» **ACTION ITEM**
Verbatim repeat, images excluded. Give each entry again as written.

[DATA FOR ANALYSIS — start]

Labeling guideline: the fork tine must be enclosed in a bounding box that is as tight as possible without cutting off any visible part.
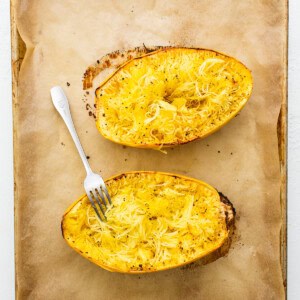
[101,185,112,205]
[91,190,106,219]
[87,193,103,221]
[96,188,108,207]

[DATA FOR ANALYSIS — finish]

» **SOLUTION TO THE EXERCISE**
Labeling guideline: the fork tine must be enclosed in a bounding box that is as tight as possible without cutting off any visible part.
[101,185,112,205]
[91,190,106,219]
[87,193,103,221]
[96,188,108,207]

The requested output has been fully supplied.